= WHAT TO WORK ON =
Which lines of the data below contain the word "city"? Select each one and copy it.

= EXERCISE MATERIAL =
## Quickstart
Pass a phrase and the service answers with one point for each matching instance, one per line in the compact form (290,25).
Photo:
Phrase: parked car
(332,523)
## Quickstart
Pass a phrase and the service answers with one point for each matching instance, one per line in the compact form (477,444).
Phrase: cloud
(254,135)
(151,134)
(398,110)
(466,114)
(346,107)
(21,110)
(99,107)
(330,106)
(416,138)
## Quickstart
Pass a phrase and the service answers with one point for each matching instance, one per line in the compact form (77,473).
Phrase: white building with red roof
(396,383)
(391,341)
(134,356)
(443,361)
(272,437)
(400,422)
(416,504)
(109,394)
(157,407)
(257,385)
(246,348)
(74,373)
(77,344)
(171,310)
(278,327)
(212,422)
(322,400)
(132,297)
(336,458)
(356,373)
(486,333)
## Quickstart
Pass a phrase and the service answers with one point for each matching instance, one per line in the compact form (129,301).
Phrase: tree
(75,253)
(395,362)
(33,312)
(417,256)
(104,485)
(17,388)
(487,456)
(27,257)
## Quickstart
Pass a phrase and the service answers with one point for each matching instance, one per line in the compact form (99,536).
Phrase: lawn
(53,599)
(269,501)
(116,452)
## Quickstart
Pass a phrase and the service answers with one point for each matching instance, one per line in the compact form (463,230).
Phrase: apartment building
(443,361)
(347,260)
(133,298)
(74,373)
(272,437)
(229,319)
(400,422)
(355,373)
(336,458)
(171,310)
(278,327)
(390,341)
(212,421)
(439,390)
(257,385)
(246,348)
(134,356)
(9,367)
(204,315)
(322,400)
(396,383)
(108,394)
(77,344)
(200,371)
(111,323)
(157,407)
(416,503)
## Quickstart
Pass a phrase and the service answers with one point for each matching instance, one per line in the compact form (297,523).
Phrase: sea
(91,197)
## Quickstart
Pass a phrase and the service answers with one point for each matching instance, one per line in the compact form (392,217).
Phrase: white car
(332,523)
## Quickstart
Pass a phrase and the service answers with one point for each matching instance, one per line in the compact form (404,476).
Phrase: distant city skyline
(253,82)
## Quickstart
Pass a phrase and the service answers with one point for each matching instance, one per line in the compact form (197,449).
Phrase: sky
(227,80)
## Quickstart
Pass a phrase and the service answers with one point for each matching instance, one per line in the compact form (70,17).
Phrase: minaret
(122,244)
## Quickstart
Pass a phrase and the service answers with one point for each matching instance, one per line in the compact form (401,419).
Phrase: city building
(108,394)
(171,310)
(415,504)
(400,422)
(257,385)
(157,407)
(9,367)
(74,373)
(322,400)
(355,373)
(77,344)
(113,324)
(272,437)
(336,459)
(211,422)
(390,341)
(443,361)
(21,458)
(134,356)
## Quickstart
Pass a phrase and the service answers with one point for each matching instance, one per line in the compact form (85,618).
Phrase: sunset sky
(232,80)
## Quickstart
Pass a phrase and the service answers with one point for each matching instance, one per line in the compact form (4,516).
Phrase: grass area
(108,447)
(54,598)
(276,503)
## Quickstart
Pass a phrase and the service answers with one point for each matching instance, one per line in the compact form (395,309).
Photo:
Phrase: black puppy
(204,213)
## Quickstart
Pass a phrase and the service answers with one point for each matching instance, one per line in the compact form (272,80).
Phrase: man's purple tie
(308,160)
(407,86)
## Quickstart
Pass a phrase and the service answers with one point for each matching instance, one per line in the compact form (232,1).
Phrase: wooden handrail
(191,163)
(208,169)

= ANSWER BELOW =
Phrase: distant city skyline
Phrase: city building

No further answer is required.